▸ **Exercise instructions**
Quote the article on the Healthcare Commission's learning disabilities review word for word, from "It said the" to "for disabled people.".

The Healthcare Commission will carry out another review of learning disabilities services this year, following a damning study in 2007, it announced yesterday.
The study, which will be carried out with the Commission for Social Care Inspection, will examine commissioning arrangements and the quality of partnership working across health and social care.
It is conducting the review following concerns raised in last year’s audit of specialist NHS and independent learning disability health services, which found significant institutional failings were depriving many people of their human rights and dignity.
Cornwall and south London scandals
Yesterday’s pledge came in the Healthcare Commission’s plans for its health check for 2008-9 – its annual assessment of NHS trusts’ performance – which also heralded the introduction of performance indicators for NHS learning disabilities providers.
The measures, which were proposed in last year’s audit, will cover the number of people with a care plan, delayed transfers of care, data quality on the ethnicity of service users and the number of people in campus provision.
Campus closure plan
The DH plans to close all campuses – clusters of NHS-run homes where residents are classed as patients regardless of any medical need – by 2010.
The commission has not included proposed indicators on individual health action plans for people with learning disabilities and trusts’ progress towards implementing the national service framework for mental health, in relation to people with learning disabilities.
It said the small number of indicators reflected the “limitations of existing national data”.
Besides the learning disabilities commissioning probe, the regulator will also conduct reviews into access to psychological therapies and barriers to accessing healthcare for disabled people.
Psychological therapies expansion
The former, which is designed to highlight gaps in information available, comes with the government due to increase spending on psychological therapies to £170m a year by 2010-11 and extend treatment to 900,000 more people over the next three years.
The disability review will look at “physical and attitudinal barriers” to accessing different health services, to ensure they are “effectively taking on the needs of all groups of patients”.
The commission will also work on developing indicators for primary care trusts on children’s health, including for vulnerable and disabled children.

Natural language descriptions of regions
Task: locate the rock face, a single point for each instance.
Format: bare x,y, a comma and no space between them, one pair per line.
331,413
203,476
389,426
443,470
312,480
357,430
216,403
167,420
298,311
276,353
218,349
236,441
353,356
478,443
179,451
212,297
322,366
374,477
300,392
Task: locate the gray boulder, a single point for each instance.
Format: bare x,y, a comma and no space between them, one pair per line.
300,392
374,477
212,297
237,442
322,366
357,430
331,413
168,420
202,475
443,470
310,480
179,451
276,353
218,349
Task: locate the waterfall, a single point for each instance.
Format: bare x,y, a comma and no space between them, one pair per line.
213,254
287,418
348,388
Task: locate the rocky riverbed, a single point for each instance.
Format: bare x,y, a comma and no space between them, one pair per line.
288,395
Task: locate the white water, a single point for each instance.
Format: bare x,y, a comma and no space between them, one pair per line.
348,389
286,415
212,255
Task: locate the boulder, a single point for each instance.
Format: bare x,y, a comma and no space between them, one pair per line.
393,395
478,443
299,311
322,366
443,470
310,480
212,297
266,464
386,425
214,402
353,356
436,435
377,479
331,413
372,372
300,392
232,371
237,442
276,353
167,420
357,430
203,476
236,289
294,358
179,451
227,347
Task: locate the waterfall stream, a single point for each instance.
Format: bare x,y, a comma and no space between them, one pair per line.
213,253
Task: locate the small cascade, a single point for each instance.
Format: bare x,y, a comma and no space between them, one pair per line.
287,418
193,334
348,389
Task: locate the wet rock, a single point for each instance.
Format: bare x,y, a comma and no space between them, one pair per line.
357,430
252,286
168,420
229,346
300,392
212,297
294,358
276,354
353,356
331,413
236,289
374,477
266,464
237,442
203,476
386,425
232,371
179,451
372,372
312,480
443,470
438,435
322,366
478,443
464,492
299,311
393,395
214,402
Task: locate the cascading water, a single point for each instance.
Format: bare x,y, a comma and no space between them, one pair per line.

▸ **Written response**
It said the small number of indicators reflected the “limitations of existing national data”.
Besides the learning disabilities commissioning probe, the regulator will also conduct reviews into access to psychological therapies and barriers to accessing healthcare for disabled people.